# Okuma metni

□ □ □

Ultrason: Ultrasonograf böbrek kanseri teşhinde kullanılan temel araçlardan biridir.H Hiçbir belirti vermeden rutin ultrason incelemeleri sırasında birçok vaka tespit edilmektedir. Böbrekte görülen  kitle kistik mi yoksa solit (katı) mı olduğunu gösterir (böbrek tümörlerinin katı-solit olma olasılığı daha yüksektir). Farklı ultrason modelleri, bazı iyi huylu ve kötü huylu böbrek tümörü türleri arasındaki farkı anlamasına da yardımcı olabilir.

Anjiyografi: Anjiyografi, böbrek kan damarlarına gösteren bir röntgen testidir. Bu test, bazı hastalar için ameliyatın planlanmasına yardımcı olabilir. Günümüzde anjiyografi, ayrı bir röntgen testi yerine CT veya MRI taramasının bir parçası olarak yapılmaktadır.

□ □ □

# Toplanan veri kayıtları
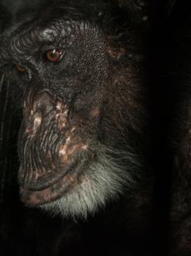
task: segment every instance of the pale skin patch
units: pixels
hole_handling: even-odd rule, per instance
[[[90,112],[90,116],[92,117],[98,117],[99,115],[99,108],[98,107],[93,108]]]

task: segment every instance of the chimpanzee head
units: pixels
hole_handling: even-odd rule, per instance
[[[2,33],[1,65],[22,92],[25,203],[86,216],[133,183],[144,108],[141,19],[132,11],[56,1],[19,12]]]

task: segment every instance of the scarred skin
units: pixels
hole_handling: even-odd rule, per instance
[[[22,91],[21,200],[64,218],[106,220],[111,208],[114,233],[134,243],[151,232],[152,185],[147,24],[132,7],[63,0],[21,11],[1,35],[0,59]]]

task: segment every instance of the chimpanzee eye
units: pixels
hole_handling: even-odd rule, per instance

□ □ □

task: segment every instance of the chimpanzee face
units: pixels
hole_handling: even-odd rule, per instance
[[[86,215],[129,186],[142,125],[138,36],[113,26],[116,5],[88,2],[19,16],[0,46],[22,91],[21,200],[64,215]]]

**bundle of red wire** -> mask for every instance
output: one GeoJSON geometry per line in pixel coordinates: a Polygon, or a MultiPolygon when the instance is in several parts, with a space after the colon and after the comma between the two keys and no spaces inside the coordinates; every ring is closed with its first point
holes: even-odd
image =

□ □ □

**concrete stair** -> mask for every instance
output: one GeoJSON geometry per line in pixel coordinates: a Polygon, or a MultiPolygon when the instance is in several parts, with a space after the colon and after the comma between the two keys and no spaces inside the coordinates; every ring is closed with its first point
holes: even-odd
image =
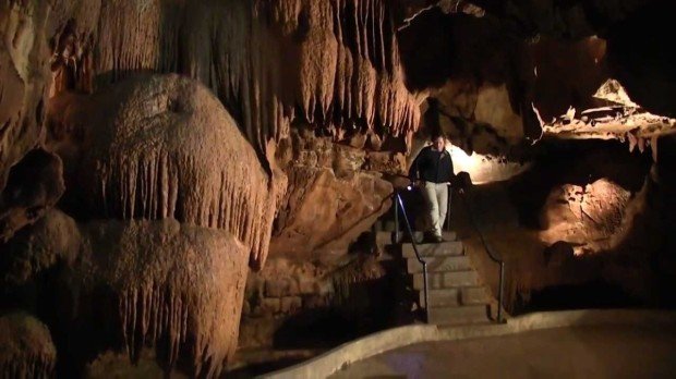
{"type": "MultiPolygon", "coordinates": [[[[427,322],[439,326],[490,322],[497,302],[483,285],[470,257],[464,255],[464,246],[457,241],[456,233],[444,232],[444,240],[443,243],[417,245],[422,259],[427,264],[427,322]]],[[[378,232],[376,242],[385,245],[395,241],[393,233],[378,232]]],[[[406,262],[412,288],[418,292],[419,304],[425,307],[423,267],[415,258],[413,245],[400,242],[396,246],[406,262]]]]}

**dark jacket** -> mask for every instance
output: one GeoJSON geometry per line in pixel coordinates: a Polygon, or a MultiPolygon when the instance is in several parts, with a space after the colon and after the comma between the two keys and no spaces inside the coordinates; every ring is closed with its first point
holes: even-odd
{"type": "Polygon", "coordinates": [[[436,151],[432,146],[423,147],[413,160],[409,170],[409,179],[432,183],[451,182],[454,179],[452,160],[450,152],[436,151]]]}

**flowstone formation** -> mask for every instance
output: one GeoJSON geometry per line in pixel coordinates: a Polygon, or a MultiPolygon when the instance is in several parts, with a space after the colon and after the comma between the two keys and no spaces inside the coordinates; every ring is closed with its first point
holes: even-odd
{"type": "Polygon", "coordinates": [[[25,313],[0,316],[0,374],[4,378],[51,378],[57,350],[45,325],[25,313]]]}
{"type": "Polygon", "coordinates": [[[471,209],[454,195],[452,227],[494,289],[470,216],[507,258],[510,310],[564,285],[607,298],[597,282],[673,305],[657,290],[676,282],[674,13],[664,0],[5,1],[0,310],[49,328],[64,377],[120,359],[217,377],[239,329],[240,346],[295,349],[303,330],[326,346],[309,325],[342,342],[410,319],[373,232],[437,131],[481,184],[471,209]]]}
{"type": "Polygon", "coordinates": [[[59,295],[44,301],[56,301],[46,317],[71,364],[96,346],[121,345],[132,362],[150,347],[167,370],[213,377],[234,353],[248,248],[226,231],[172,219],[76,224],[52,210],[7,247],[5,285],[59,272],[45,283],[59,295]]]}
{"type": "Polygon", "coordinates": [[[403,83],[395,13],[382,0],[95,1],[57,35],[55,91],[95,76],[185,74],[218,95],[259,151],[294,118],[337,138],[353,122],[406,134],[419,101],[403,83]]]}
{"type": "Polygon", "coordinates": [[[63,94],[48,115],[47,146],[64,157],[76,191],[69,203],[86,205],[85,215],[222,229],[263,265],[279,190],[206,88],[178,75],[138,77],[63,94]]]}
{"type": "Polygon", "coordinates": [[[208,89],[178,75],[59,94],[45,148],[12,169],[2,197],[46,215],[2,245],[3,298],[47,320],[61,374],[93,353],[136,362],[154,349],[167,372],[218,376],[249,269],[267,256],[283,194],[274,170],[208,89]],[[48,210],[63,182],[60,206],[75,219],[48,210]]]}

□ □ □

# Verilen görev 1
Aşağıdaki (a), (b) ve (c) ifadelerinin her biri için okuma metniyle uyuşup uyuşmadığını evet veya hayır diye belirtin ve kararı veren sözleri metinden aynen aktarın. (a) Böbrek tümörlerinin katı olma olasılığı daha yüksektir. (b) Anjiyografi günümüzde çoğunlukla ayrı bir röntgen testi olarak yapılır. (c) Birçok vaka, belirti vermeden rutin ultrason incelemelerinde tespit edilir.
# Verilen görev 2
Okuma metninde "Ultrason: Ultrasonograf" diye başlayan paragrafı, temel bilgilerini koruyarak madde listesi hâlinde yeniden yazın.

# Yanıt 1
(a) Evet: "böbrek tümörlerinin katı-solit olma olasılığı daha yüksektir"
(b) Hayır: "Günümüzde anjiyografi, ayrı bir röntgen testi yerine CT veya MRI taramasının bir parçası olarak yapılmaktadır."
(c) Evet: "Hiçbir belirti vermeden rutin ultrason incelemeleri sırasında birçok vaka tespit edilmektedir."

# Yanıt 2
- Ultrason, böbrek kanseri tanısında kullanılan temel araçlardan biridir.
- Birçok vaka, hiçbir belirti olmadan rutin ultrason incelemelerinde bulunur.
- Ultrason, böbrekteki kitlenin kistik mi yoksa katı mı olduğunu gösterir. Böbrek tümörlerinin katı olma olasılığı daha yüksektir.
- Farklı ultrason modelleri, bazı iyi huylu ve kötü huylu böbrek tümörü türlerini ayırt etmeye yardımcı olabilir.